Quoted passage>
════════
# Garaginarium of Monstrosities 2012



## Warrant2000 (Oct 8, 2008)

Moved to a new house over the summer, and I've been prepping the neighbors for what I was going to do to their street. Met with great anticipation, lots of screaming and all smiles. Thanks to my fantastic actors that made it come to life.


----------



## RoxyBlue (Oct 6, 2008)

"The Wife That Lets Me Do All This" - what a great job title:jol:

If your new neighbors had any doubts as to whether you would be putting on an entertaining haunt, you certainly laid those to rest. I like the mix of mad scientist and dark humor.


----------



## niblique71 (Dec 2, 2009)

I always admire home haunts with Live actors. I love the Lab scenes. neat stuff.


----------



## Mystic Manor (Apr 17, 2009)

I'd love to have neighbors like you. Looks like eveyone had a blast. Great lab!


----------



## dynoflyer (Oct 8, 2006)

Love the lab and your actors look like they are having a great time, too!


----------



## Pumpkin5 (Aug 8, 2010)

:jol:I love that you just move in and take over the neighborhood! Very cool haunt, your lighting and graveyard scene is so great. I love the live scenes too, the laboratory and all the actors were so in character, which really sells the scenes. I can't wait to see next year!


----------



## scarrycher (May 30, 2012)

looks like fun was had by all, great job


----------



## Hairazor (Mar 13, 2012)

Looks like you know how to throw one whopping great haunt! Well done!


----------



## Terrormaster (Sep 27, 2007)

Wickedly cool man. Like everyone else, loving the lab and the twisted mad scientist humor.


----------



## Joiseygal (Sep 3, 2008)

Great Job on your haunt! The lab scene looked great! Love all your props and how you display them. Looks like you had a great set of actors.


----------



## The Halloween Lady (Aug 18, 2010)

That was really fun to watch. I also really liked your lab, I'm going to definitely use some of your fabulous ideas! Nice work.


----------
════════
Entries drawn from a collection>

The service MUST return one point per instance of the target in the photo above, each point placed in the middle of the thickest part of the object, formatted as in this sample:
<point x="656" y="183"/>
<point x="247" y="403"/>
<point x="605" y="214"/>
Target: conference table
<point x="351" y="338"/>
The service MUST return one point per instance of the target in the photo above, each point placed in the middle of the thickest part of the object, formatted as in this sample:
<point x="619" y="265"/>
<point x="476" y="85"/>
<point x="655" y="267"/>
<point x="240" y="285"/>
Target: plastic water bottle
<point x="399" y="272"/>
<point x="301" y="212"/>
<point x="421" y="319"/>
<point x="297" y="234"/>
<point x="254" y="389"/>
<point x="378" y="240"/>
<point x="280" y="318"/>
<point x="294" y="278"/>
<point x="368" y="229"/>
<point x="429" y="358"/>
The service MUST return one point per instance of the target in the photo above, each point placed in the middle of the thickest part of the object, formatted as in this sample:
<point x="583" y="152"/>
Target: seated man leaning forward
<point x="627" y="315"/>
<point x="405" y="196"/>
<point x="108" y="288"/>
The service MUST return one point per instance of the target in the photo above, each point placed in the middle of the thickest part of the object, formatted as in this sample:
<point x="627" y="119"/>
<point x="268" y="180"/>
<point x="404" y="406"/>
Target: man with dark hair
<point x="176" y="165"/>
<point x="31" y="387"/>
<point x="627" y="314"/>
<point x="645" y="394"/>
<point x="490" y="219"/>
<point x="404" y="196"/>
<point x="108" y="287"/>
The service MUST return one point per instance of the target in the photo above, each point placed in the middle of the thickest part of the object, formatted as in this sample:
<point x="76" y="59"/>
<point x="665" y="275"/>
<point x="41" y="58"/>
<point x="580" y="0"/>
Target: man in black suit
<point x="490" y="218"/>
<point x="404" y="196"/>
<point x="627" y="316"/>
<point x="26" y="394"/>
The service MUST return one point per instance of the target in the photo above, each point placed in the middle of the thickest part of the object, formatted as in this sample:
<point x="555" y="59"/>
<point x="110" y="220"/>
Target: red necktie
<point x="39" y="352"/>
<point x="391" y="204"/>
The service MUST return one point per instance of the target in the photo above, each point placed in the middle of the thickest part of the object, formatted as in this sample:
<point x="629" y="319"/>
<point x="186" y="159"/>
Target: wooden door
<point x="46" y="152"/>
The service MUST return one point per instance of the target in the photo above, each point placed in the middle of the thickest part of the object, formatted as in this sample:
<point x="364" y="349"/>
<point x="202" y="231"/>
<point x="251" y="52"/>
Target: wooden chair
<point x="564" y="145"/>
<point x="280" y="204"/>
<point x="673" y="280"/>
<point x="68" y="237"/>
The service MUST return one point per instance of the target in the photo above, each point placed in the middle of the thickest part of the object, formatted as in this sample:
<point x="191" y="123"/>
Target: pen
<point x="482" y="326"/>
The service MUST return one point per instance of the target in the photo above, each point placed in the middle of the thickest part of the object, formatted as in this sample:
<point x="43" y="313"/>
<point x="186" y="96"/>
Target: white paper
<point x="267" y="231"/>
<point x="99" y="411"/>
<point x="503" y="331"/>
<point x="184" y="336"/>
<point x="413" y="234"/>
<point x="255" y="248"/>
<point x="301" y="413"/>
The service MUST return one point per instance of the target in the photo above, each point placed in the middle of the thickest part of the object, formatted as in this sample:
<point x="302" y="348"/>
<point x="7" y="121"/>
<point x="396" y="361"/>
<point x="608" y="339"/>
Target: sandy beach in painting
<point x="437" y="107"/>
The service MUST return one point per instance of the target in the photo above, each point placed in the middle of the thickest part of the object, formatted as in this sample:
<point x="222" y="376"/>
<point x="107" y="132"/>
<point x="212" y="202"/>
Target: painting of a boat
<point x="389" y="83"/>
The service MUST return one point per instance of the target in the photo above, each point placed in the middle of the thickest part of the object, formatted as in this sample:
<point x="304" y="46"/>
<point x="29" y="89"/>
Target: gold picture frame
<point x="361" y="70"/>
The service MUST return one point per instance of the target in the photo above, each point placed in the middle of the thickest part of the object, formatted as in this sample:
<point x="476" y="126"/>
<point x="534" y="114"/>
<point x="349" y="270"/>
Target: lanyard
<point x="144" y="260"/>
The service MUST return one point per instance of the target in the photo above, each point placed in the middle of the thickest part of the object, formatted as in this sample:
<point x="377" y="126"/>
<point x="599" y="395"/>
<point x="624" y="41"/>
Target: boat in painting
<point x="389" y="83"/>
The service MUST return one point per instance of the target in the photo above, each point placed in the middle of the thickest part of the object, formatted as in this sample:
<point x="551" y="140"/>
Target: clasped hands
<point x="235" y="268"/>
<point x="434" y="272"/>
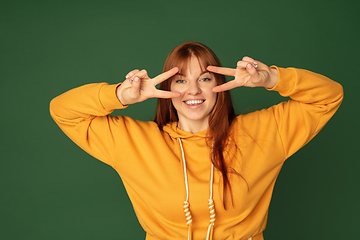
════════
Task to complete> Say whether each statement agrees with the forum thread about the home haunt, answering yes or no and quoting the deciding words: (a) Warrant2000 moved to a new house over the summer. (b) RoxyBlue likes the mix of mad scientist and dark humor. (c) The Halloween Lady does not plan to use any of the ideas she saw.

Task answer>
(a) Yes: "Moved to a new house over the summer"
(b) Yes: "I like the mix of mad scientist and dark humor."
(c) No: "I'm going to definitely use some of your fabulous ideas!"